§ Requirement 1:
Give the number of lines in the rows that contain the string "paved". Case counts. Reply with the number alone.

Just six months ago, the federal government finished a plan to boost fuel economy standards of new cars to an average of 54.5 miles per gallon (m.p.g.) by 2025, up from 35 m.p.g. in 2017. Those mileage increases were authorized under the Energy Independence and Security Act passed by Congress in 2007.

Unknown, however, was how quickly automakers would shift production to go after those targets – and whether consumers would accept higher vehicle prices up front in exchange for lower gasoline costs over the lifespans of their vehicles. In a first cut at answering those questions, the CFA polled consumers and analyzed fuel efficiency of new vehicles, including plug-in vehicles.

It found a shift in consumer sentiment and manufacturer output, including the following:

•A large majority of Americans support the higher fuel-economy standards approved by Congress and amplified by the Obama administration. Today's consumers say they expect the next vehicle they buy to get many more miles to the gallon than their current vehicles, the CFA survey found.

•Automakers are boosting average vehicle mileage of their fleets, while making a range of options available. At the same time, consumers have increasingly purchased more efficient vehicles, four years of automaker data show.

•Sales of electric vehicles, still new on the market, are outpacing sales of hybrid vehicles at a similar point in their introduction to market.

§ Task inputs:

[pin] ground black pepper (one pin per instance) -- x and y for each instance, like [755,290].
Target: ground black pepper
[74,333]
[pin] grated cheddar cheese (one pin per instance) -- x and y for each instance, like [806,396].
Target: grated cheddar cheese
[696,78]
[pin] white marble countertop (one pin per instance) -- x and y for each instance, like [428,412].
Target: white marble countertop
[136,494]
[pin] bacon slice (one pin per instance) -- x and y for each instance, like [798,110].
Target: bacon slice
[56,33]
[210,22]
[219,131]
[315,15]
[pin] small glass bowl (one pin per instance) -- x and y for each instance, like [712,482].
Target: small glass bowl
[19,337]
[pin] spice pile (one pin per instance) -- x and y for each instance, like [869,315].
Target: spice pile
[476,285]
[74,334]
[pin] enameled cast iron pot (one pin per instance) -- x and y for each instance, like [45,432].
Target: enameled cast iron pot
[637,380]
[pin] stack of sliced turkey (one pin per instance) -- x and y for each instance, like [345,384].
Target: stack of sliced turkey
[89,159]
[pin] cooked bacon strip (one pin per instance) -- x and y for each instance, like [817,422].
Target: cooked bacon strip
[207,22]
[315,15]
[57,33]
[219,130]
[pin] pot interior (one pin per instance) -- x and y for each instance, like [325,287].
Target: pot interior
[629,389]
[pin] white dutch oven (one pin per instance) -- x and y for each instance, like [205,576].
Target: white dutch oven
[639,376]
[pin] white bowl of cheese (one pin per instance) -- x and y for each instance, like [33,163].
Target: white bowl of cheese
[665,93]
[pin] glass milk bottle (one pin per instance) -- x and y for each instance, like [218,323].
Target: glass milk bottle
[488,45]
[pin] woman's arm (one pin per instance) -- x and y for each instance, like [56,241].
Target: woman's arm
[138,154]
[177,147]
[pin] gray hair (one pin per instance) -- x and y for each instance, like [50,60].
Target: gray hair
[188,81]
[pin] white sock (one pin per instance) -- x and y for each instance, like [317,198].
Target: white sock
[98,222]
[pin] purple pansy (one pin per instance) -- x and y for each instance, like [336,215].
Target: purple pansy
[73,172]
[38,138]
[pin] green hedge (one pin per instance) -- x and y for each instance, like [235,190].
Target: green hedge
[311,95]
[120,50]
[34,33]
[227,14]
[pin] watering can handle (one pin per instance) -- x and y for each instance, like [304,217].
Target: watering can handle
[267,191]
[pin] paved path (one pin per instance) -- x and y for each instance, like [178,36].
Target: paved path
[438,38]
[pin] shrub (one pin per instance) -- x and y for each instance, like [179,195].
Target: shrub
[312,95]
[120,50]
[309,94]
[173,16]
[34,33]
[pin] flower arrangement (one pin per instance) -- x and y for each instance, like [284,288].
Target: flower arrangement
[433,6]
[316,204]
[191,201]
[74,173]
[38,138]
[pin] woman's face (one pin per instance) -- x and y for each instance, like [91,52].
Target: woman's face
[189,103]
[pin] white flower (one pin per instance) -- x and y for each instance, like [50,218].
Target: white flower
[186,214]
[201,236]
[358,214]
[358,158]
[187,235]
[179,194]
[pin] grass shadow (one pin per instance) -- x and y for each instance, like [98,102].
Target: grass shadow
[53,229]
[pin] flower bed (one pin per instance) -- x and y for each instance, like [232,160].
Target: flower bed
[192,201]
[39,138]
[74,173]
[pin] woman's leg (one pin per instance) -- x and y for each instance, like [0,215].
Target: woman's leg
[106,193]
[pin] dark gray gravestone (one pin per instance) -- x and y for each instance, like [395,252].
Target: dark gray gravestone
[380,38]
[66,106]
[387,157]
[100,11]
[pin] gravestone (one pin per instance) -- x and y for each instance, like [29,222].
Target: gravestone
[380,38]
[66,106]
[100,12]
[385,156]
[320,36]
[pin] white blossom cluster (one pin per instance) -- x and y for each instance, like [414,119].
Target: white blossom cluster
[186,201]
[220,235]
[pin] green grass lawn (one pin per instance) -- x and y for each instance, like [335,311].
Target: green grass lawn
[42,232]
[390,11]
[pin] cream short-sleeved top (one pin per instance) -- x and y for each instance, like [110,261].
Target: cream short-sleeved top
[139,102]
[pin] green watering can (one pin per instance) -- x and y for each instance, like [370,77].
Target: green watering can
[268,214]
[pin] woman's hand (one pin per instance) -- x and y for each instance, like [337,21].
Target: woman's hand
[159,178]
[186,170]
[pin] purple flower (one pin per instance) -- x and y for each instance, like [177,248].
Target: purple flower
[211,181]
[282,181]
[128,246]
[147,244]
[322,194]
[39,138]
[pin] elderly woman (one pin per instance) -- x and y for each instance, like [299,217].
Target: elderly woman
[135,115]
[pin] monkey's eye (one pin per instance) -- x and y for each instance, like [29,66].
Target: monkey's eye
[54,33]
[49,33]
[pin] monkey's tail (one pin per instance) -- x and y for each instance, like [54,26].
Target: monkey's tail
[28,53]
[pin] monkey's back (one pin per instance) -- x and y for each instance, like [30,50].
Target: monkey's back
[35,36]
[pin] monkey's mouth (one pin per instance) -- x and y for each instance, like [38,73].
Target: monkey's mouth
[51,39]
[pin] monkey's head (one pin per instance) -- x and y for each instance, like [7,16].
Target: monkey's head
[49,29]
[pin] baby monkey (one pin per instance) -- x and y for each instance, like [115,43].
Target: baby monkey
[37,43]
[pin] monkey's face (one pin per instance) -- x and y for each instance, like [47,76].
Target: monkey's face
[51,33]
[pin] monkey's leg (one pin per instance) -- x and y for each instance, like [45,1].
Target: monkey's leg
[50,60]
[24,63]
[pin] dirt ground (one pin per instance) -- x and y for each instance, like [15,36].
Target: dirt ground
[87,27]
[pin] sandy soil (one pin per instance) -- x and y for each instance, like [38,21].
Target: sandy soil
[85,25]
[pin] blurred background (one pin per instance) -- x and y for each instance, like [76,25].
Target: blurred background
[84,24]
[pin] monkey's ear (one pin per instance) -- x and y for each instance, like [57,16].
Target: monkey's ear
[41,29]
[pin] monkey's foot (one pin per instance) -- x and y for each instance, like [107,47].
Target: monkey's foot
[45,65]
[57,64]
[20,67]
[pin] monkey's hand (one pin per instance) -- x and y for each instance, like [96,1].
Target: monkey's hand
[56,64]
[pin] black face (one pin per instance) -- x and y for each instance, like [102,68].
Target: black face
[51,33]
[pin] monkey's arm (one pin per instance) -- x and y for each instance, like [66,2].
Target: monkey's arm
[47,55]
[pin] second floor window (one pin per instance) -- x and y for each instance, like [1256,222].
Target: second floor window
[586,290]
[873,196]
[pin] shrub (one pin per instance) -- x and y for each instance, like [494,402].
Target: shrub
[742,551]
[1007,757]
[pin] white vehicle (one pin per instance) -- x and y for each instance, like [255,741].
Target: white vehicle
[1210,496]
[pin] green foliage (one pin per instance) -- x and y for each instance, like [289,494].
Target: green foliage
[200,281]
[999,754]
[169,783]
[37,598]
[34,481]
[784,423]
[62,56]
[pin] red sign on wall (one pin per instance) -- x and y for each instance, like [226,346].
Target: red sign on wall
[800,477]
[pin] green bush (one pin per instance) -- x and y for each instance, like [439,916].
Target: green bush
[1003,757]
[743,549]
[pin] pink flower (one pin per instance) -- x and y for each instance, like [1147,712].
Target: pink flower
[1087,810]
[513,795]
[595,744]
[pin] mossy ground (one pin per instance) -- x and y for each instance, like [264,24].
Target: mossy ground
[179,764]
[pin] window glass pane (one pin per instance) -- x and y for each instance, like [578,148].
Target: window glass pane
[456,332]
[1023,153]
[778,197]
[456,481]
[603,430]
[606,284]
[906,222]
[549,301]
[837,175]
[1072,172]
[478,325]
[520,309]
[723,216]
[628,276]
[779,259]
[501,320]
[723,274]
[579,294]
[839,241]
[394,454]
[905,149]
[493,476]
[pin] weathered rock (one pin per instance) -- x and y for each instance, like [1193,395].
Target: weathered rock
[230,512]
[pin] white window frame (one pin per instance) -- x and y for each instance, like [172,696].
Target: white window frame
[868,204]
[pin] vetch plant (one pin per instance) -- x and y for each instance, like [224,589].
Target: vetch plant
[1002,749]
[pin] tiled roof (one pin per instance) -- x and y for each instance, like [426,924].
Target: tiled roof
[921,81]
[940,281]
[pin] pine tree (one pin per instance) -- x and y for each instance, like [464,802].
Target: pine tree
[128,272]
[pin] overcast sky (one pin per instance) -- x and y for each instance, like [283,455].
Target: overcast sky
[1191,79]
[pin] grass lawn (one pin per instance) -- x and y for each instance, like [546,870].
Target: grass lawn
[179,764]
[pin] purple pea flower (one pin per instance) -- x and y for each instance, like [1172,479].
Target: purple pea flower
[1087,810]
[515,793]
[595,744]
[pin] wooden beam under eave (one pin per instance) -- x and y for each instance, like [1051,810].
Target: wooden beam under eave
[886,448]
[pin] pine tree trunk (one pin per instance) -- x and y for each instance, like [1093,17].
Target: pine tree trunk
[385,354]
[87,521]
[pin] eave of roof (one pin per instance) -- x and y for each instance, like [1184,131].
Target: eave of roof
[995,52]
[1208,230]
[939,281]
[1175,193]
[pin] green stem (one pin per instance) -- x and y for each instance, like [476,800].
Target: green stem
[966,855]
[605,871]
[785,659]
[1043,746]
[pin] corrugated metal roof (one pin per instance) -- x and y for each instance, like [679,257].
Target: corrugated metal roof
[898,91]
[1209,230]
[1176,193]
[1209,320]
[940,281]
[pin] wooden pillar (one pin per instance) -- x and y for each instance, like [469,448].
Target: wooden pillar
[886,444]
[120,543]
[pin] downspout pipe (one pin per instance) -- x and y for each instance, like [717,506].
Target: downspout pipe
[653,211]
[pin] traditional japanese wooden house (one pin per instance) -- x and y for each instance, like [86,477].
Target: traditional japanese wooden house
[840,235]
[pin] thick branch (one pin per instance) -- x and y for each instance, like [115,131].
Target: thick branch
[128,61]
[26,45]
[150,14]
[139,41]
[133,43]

§ Requirement 2:
Rewrite the fuel economy passage between "It found a shift" and "CFA survey found.", inclusive, replacing "consumer sentiment" with "public opinion".

§ Worked solution 1:
2

§ Worked solution 2:
It found a shift in public opinion and manufacturer output, including the following:

•A large majority of Americans support the higher fuel-economy standards approved by Congress and amplified by the Obama administration. Today's consumers say they expect the next vehicle they buy to get many more miles to the gallon than their current vehicles, the CFA survey found.